Teks Bacaan:
————————

TRIBUNNEWS.COM - Gencatan senjata yang sebelumnya disepakati Rusia dan Ukraina tak sepenuhnya berjalan mulus.
Upaya untuk mengevakuasi warga sipil ke tempat lebih aman dari perang itu menemui kendala di hari pertama Sabtu (5/3/2022).
Di hari kedua gencatan senjata, upaya penyelamatan warga kembali terhalang serangan tentara Rusia.
Warga sipil di Irpin, tak jauh dari Kiev, Ukraina, terekam berjibaku keluar dari perkampungan di tengah kericuhan pada Minggu (6/3/2022).
Dalam video yang dirilis BBC, tampak juga sejumlah tentara Ukraina membantu para lansia dan anak-anak untuk segera meninggalkan tempat.
Baca juga: Putin Bisa Akhiri Perang Rusia Ukraina, Tapi?
Diberitakan, warga sipil yang melarikan diri dari kota Irpin, barat laut Kiev, untuk menghindari pemboman Rusia.
Tiga orang telah tewas oleh peluru mortir Rusia yang menargetkan jembatan yang digunakan penduduk untuk melarikan diri.
The New York Times melaporkan bahwa tiga anggota keluarga yang sama terbunuh.

————————

Materi yang Diberikan:
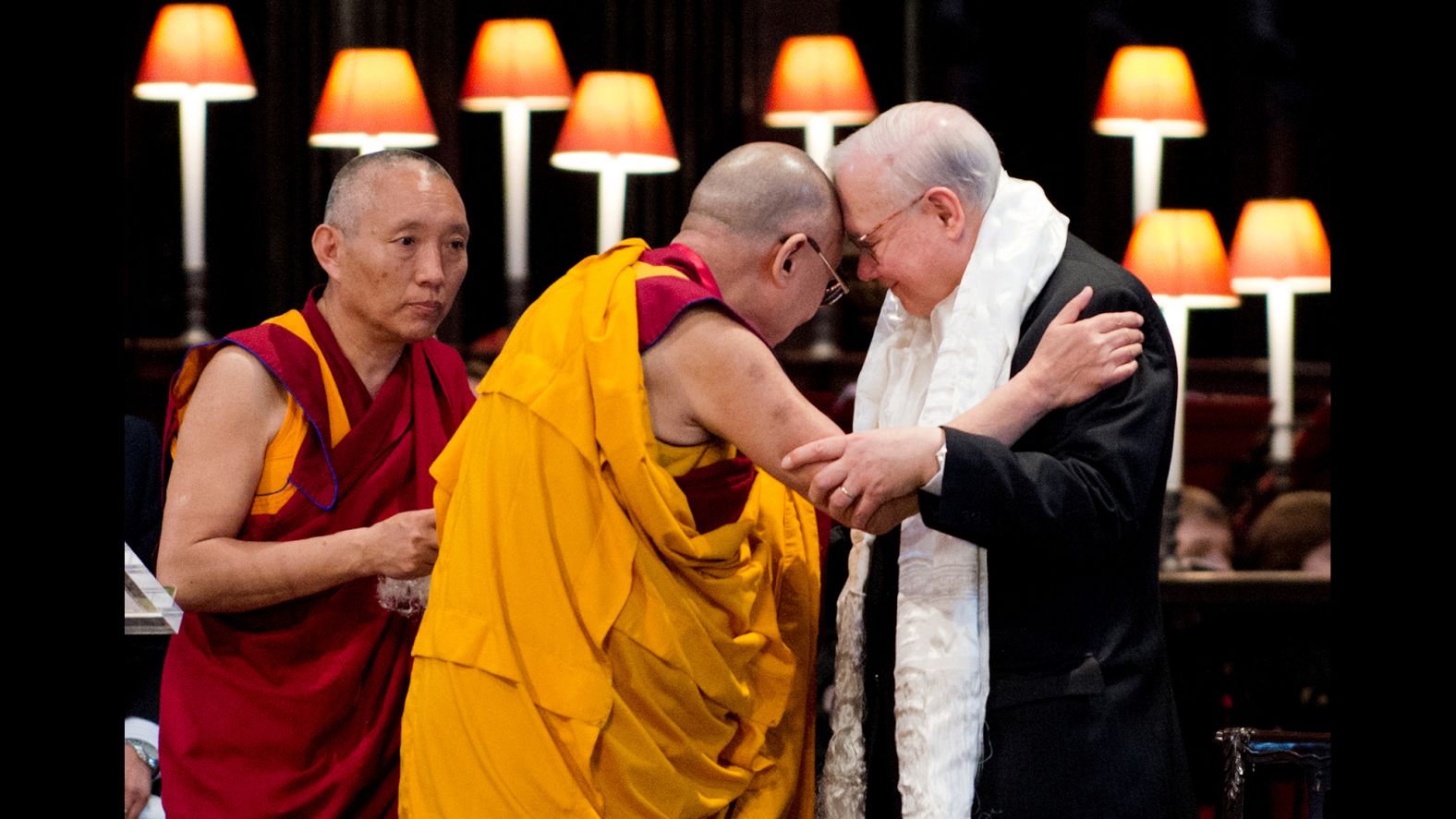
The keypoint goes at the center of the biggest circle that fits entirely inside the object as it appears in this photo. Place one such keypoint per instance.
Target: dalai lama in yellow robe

————————

Petunjuk Pengerjaan:
1. Tentukan apakah setiap pernyataan berikut sesuai dengan berita gencatan senjata Rusia–Ukraina. Jawab ya atau tidak, lalu kutip kata-kata penentunya dari berita itu tanpa diubah. (a) Pada hari kedua gencatan senjata, upaya penyelamatan warga kembali terhalang serangan tentara Rusia. (b) Video warga Irpin yang berjibaku keluar dari perkampungan dirilis oleh The New York Times. (c) Lima orang tewas oleh peluru mortir Rusia yang menargetkan jembatan.
2. Ketik ulang tanpa perubahan bagian berita gencatan senjata Rusia–Ukraina dari "Upaya untuk mengevakuasi" sampai dengan "menghindari pemboman Rusia.".
Materi ini tidak berhubungan dengan isi berita gencatan senjata.

Pembahasan Jawaban:
1.
(a) Ya. "Di hari kedua gencatan senjata, upaya penyelamatan warga kembali terhalang serangan tentara Rusia."
(b) Tidak. "Dalam video yang dirilis BBC"
(c) Tidak. "Tiga orang telah tewas oleh peluru mortir Rusia"

2.
Upaya untuk mengevakuasi warga sipil ke tempat lebih aman dari perang itu menemui kendala di hari pertama Sabtu (5/3/2022).
Di hari kedua gencatan senjata, upaya penyelamatan warga kembali terhalang serangan tentara Rusia.
Warga sipil di Irpin, tak jauh dari Kiev, Ukraina, terekam berjibaku keluar dari perkampungan di tengah kericuhan pada Minggu (6/3/2022).
Dalam video yang dirilis BBC, tampak juga sejumlah tentara Ukraina membantu para lansia dan anak-anak untuk segera meninggalkan tempat.
Baca juga: Putin Bisa Akhiri Perang Rusia Ukraina, Tapi?
Diberitakan, warga sipil yang melarikan diri dari kota Irpin, barat laut Kiev, untuk menghindari pemboman Rusia.